Task details:
Print each of the records below verbatim, line for line, with no alterations.
— start of Input records —
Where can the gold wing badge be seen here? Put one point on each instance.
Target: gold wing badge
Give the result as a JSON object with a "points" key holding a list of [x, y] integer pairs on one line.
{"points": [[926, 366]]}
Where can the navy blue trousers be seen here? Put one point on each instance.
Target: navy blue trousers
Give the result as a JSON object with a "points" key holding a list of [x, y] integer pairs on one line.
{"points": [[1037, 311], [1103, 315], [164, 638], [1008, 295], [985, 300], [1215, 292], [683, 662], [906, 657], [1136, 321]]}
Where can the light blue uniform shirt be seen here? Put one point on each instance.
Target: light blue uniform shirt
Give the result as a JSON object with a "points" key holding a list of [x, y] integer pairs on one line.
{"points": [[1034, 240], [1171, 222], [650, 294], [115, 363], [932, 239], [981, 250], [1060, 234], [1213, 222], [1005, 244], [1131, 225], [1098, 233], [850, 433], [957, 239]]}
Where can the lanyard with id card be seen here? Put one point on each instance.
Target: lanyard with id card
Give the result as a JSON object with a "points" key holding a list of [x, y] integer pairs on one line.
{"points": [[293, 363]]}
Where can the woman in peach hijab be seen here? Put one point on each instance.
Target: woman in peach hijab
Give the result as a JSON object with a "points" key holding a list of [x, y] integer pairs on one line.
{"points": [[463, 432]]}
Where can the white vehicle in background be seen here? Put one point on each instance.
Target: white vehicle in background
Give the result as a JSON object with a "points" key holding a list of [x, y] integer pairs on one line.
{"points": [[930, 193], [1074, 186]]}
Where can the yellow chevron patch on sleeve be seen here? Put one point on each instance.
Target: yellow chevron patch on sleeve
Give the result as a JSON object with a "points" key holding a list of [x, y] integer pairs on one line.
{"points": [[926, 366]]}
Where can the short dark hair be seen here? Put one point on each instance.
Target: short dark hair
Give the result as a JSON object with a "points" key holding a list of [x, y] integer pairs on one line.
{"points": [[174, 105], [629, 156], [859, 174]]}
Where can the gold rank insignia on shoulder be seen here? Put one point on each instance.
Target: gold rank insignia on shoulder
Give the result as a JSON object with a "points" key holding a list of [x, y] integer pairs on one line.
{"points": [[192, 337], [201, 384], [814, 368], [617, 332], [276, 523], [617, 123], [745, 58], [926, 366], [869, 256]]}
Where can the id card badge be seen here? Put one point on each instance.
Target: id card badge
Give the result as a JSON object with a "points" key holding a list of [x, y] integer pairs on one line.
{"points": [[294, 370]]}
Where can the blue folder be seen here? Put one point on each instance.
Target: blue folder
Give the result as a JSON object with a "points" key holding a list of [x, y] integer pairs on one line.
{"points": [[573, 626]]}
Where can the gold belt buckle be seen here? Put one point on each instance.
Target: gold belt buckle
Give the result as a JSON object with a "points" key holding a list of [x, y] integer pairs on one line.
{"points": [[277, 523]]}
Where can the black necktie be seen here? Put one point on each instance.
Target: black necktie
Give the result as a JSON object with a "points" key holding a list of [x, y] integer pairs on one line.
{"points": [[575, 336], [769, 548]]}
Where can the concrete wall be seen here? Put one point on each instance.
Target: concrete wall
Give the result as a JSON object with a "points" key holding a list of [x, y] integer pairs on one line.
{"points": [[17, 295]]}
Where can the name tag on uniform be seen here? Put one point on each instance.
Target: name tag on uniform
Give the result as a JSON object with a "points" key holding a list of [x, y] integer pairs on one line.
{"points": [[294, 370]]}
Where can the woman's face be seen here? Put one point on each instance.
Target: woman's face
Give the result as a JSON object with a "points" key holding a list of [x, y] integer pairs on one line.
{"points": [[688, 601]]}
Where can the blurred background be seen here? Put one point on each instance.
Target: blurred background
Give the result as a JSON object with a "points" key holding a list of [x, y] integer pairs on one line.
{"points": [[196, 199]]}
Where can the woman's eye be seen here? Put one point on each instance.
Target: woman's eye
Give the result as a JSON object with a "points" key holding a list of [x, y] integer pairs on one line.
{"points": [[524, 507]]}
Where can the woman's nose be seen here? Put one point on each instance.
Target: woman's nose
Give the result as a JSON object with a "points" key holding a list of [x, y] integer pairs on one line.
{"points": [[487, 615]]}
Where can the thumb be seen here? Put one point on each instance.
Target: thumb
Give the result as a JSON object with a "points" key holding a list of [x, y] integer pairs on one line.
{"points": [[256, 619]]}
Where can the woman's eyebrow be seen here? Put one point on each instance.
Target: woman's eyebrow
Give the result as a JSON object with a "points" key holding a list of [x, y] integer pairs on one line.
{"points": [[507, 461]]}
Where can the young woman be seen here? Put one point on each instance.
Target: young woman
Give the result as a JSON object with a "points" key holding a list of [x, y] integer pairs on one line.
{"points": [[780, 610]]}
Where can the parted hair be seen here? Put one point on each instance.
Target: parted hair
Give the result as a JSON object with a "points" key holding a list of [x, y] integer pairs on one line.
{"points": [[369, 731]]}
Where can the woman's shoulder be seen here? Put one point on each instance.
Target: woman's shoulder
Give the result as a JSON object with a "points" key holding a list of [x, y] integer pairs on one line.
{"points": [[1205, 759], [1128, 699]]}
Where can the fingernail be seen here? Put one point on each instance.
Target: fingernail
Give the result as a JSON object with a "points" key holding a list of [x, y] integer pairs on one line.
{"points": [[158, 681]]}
— end of Input records —
Result for this task:
Where can the gold wing badge be seen here? Put one point on each instance.
Target: gold wing badge
Give the result as a JSON object with a "points" key holding a list of [x, y] integer pairs on one line.
{"points": [[926, 366]]}
Where can the navy blue trousers be seen here? Put one point on each instance.
Target: navy blue trousers
Give the result as a JSON object with a "points" key holding a list of [x, y] integer pairs on one line.
{"points": [[1037, 311], [1103, 315], [164, 638], [1008, 295], [985, 300], [1215, 292], [683, 662], [906, 657], [1136, 321]]}
Where can the light blue uniform shirt be seen here? Put one point on each instance.
Target: light blue uniform shirt
Give the result as a JSON object with a "points" key holding a list of [x, y] integer pairs on one line.
{"points": [[1034, 240], [1171, 222], [650, 294], [115, 363], [932, 239], [981, 250], [1060, 234], [1213, 222], [1005, 244], [1131, 225], [1098, 233], [850, 433], [957, 239]]}
Where can the lanyard with id card be seen here? Put one point on each instance.
Target: lanyard with id card
Give the result as a JSON object with a "points" key holding a list of [x, y] integer pairs on one line.
{"points": [[293, 363]]}
Where can the woman in peach hijab be seen here? Put one point on each instance.
Target: woman in peach hijab
Give the result as a JSON object with a "points" key holding a list of [x, y] integer pairs on one line.
{"points": [[463, 432]]}
Where can the white vehicle in background be seen here? Put one point on each instance.
Target: white vehicle in background
Give the result as a JSON object with a "points" key holding a list of [x, y] integer pairs on one line.
{"points": [[930, 193], [1074, 186]]}
Where can the yellow chevron patch on sleeve be seen here? Put one point on each instance.
Target: yellow chevron patch on sleeve
Give the result as a JSON object with a "points" key holding a list of [x, y] integer pairs on one line.
{"points": [[926, 366]]}
Where can the short dark hair be seen here? Put one point on each instance.
Target: short dark hair
Give the result as a JSON object with a "points" key holding a list of [x, y] integer pairs on one line.
{"points": [[174, 105], [629, 156], [859, 174]]}
Where can the gold rank insignia on shoulder be seen here? Put one point on each instance.
Target: gold rank insignia on shoulder
Give the result as a JSON object with a "points" key holding a list of [x, y] integer pairs on one line.
{"points": [[192, 337], [201, 384], [814, 368], [617, 332], [276, 523], [617, 123], [745, 58], [926, 366], [869, 256]]}
Where can the id card badge be seen here? Put one point on each instance.
Target: id card badge
Give the result as a JSON object with a "points" key holding a list of [x, y] integer pairs on one line.
{"points": [[294, 370]]}
Where can the blue folder be seen here? Put one point on each instance.
Target: blue folder
Give the result as a JSON object with a "points" key holding a list of [x, y] integer pairs on one line.
{"points": [[573, 626]]}
Where can the gold belt buckle be seen here? Put one point on each instance.
Target: gold belt buckle
Give the result as a JSON object with a "points" key holding a list of [x, y] integer pairs on one line.
{"points": [[277, 523]]}
Where can the black necktie be seen here? Put one point on each instance.
Target: black necktie
Give the result as a JSON object with a "points" key holding a list of [x, y] integer pairs on one line.
{"points": [[575, 336], [769, 548]]}
Where can the concrete wall be seen here? Put one point on each instance.
Target: concrete wall
Give the result as a JSON object with a "points" key holding a list of [x, y] integer pairs on one line.
{"points": [[17, 295]]}
Where can the name tag on uniform be seen here? Put one point on each instance.
Target: name tag on uniform
Give the result as a JSON object with a "points" key holding a list of [x, y] integer pairs on one line.
{"points": [[294, 370]]}
Where can the woman's face be seen here? Put one point on each instance.
Target: woman's face
Give the result as a JSON object with a "points" key holding a list of [x, y] integer pairs on one line.
{"points": [[688, 601]]}
Where can the blurred background be seen here? Put one point on each instance.
Target: blurred background
Give the result as a JSON object with a "points" key holding a list of [x, y] integer pairs on one line.
{"points": [[196, 199]]}
Where can the woman's eye be seen here? Put one point on each instance.
Target: woman's eye
Give the result as a JSON object with a "points" key holding a list of [x, y] integer pairs on one line.
{"points": [[524, 507]]}
Where can the woman's nose be seen here? Put one point on each instance.
Target: woman's nose
Give the result as a JSON object with a "points" key holding a list of [x, y] integer pairs on one line.
{"points": [[487, 615]]}
Where can the thumb be seen here? Put one point on each instance.
Target: thumb
Give the result as a JSON object with a "points" key holding a list of [x, y] integer pairs on one line.
{"points": [[256, 619]]}
Where can the woman's eyebrow be seen here? Put one point on each instance.
Target: woman's eyebrow
Give the result as a JSON object with a "points" key holding a list of [x, y] integer pairs on one line.
{"points": [[507, 461]]}
Where can the young woman be seen here? Put one point on each instance.
Target: young woman
Give the result as a JSON object with a "points" key holding a list of [x, y] integer pairs on one line.
{"points": [[780, 610]]}
Where can the parted hair be seen here? Put one point on each instance.
Target: parted hair
Give the result as a JSON object with a "points" key holding a list of [x, y] integer pairs on one line.
{"points": [[369, 731]]}
Where can the woman's shoulder be seen here? Put one point on each instance.
Target: woman's shoulder
Give the result as a JSON object with a "points" key holding a list of [x, y] integer pairs on one line.
{"points": [[1205, 759], [1128, 699]]}
Where can the fingernail be seen here? Put one point on each instance.
Target: fingernail
Give the result as a JSON object with a "points" key holding a list of [x, y] integer pairs on one line.
{"points": [[158, 681]]}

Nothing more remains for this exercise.